> [Brief 1] In the passage on fluconazole for candida infections in breastfeeding women, translate this sentence into Spanish: "This situation is not unique to fluconazole."
> [Brief 2] Extend the passage on fluconazole for candida infections in breastfeeding women, picking up right after its final sentence.

> [Page text]
>>>>

Because this use would be "off-label" some
physicians have been uncomfortable prescribing fluconazole for
their breastfeeding patients with candidal infections in the
nipples and or milk ducts.
This
situation is not unique to fluconazole.
Many medications are routinely used for
"off-label" regimens and indications. This, however, does not mean there is no information
available for the use of fluconazole to treat persistent candida
infections. We
certainly have an obligation to our patients to examine and
weigh this information prior to our own "off-label"
use of this medication.
Where
does the dosing regimen come from?
Jack
Newman, a neonatologist with a strong interest in breastfeeding
issues discussed the problem of persistent candida infections in
the nipple and ducts with an infectious diseases colleague, Dr.
Stanley Reid2. Dr.
Reid, who's specialty is the treatment of patients with HIV,
extrapolated the regimen from one that is used in patients with
candida infections in other organs where medications do not have
the best penetrance. The
regimen was100 mg once a day for a total treatment period of
7-14 days. Dr.
Newman found that 10 days was usually very effective, but had
fewer recurrences if women were treated for at least a week
after all symptoms had disappeared and if a loading dose of 200
mg was used. His
regimen has been widely used over the last 5-6 years and though
there are still no randomized or blinded studies, many
pediatricians, obstetricians and family practitioners have been
using this regimen with good success and a very low rate of side
effects. Dr. Newman
states that he has treated thousands of women himself without
problems. The
regimen with the initial dose of 400 mg with subsequent doses of
100-200 mg twice a day was recently started by Dr. Newman when
he began to see treatment failures with the earlier regimen3.
The need for these higher doses may be geographically
specific as many others still use the lower dose regimen with
continued success.
Who
uses this regimen?
While
precise documentation is not available, it seems that the use of
fluconazole for this indication is widespread.
Dr. Jack Newman is an internationally recognized
authority on breastfeeding and breastfeeding related issues.
Oral fluconazole is the treatment he advocates for
persistent candida nipple/milk duct infections in the
breastfeeding woman (he initially uses topical treatment with 1%
gentian violet and or antifungal ointments).
In informal discussions with physicians across the United
States, oral fluconazole is cited as the treatment used when
topical treatment fails.
Brent1
recently published a survey that looked at how pediatricians,
obstetricians and family practitioners treated candida
infections in the breastfeeding dyad.
The survey was sent to 432 pediatricians, obstetricians
and family practitioners who were members of the Academy of
Breastfeeding Medicine. 111 of 312 (35%) respondents stated that
oral fluconazole was their regimen of choice for recurrent
candida infections and 144/312 (46%) treated persistent candida
infections with oral fluconazole.

<<<<

> [Entries provided]
>>>>

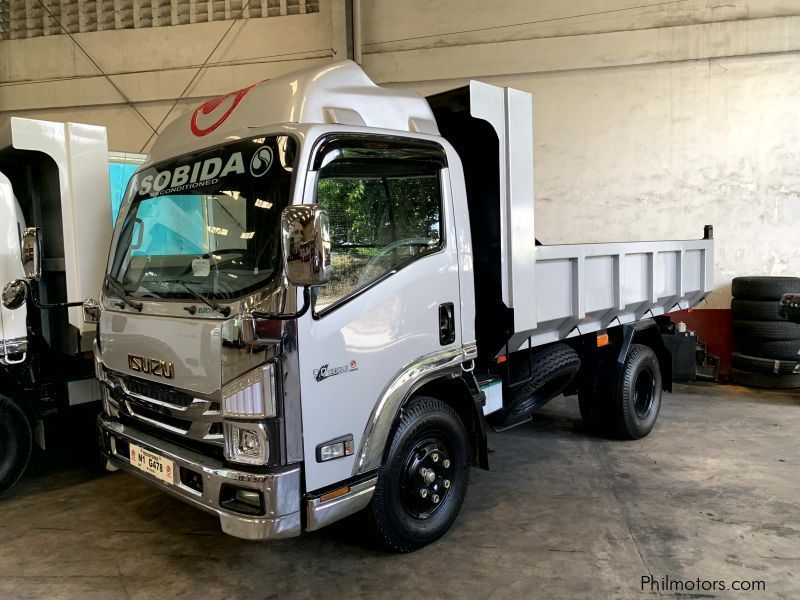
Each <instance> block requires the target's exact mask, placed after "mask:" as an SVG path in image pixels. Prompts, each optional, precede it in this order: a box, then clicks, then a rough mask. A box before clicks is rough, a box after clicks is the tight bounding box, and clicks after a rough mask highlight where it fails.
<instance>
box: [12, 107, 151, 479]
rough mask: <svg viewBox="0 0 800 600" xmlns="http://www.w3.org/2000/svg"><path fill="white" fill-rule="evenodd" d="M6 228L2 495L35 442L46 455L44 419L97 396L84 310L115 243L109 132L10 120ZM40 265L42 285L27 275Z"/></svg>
mask: <svg viewBox="0 0 800 600" xmlns="http://www.w3.org/2000/svg"><path fill="white" fill-rule="evenodd" d="M141 158H142V157H139V158H138V161H137V157H135V156H129V157H126V158H125V161H126V162H127V163H129V164H130V163H136V162H139V163H140V162H141ZM134 168H135V167H134ZM126 183H127V182H126ZM0 228H2V231H1V232H0V289H3V290H4V294H3V304H2V305H0V415H2V416H0V421H2V425H0V430H1V431H0V492H2V491H4V490H5V489H7V488H8V487H10V486H11V485H12V484H13V483H14V482H15V481H16V479H17V478H18V477H19V475H20V474H21V473H22V471H23V470H24V468H25V465H26V464H27V462H28V457H29V455H30V451H31V447H32V445H33V443H37V444H38V445H40V446H42V447H44V443H45V430H44V427H43V423H44V419H45V417H48V416H50V415H55V414H57V413H60V412H62V411H64V410H65V409H67V408H69V407H71V406H76V405H83V404H86V403H90V402H96V401H98V400H99V398H100V387H99V384H98V383H97V382H96V380H95V378H94V360H93V357H92V352H91V350H92V345H93V341H94V337H95V327H94V325H90V324H87V323H85V322H84V320H83V315H82V310H81V306H80V305H81V302H82V301H83V299H85V298H88V297H91V296H96V295H97V293H98V291H99V289H100V285H101V282H102V280H103V277H104V275H105V267H106V257H107V253H108V245H109V243H110V240H111V231H112V218H111V203H110V198H109V153H108V147H107V143H106V131H105V128H103V127H96V126H93V125H82V124H77V123H54V122H49V121H37V120H31V119H19V118H12V119H11V121H10V123H9V126H8V127H7V128H6V129H3V130H2V131H0ZM29 242H30V244H29ZM23 246H24V247H23ZM31 253H36V254H40V255H39V256H36V257H34V256H32V255H31ZM34 258H35V261H36V262H37V263H38V264H39V265H40V268H41V275H40V277H38V280H37V276H32V277H26V268H25V267H23V263H28V264H30V263H32V262H33V260H34ZM28 275H33V274H28ZM70 300H72V301H73V302H72V303H71V305H70V306H67V304H69V302H68V301H70ZM33 438H35V439H33Z"/></svg>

<<<<

> [Response box 1] Esta situación no es exclusiva del fluconazol.

> [Response box 2]
In the same survey, 54/312 (17%) used oral fluconazole
for the mother (and oral nystatin for the baby) as their initial
treatment.
Does
fluconazole successfully treat candida infections?
Yes,
fluconazole is a widely used treatment for many types of candida
infections. It is
used to treat vaginal infections.
It is also used to treat and suppress candida infections
in patients with artificial implants4 (eye, joint,
breast and heart), and chronic renal conditions5.
Fluconazole has become the drug of choice to treat and
suppress systemic infections in transplant recipients6,
cancer patients7,8 and immunocompromised (AIDS)
patients8. Dosing
regimens in many of these patients are similar to that used for
the treatment of nipple and duct candidiasis.
Is
it safe for the patient who takes the fluconazole?
No
medication is without the risk of side effects.
The safety profile of fluconazole is good and well
established. There
are numerous studies that looked at both the efficacy and the
safety of fluconazole at the doses suggested for nipple and
ductal infections as well as regimens that used higher doses and
longer treatment periods. Representative studies are summarized below.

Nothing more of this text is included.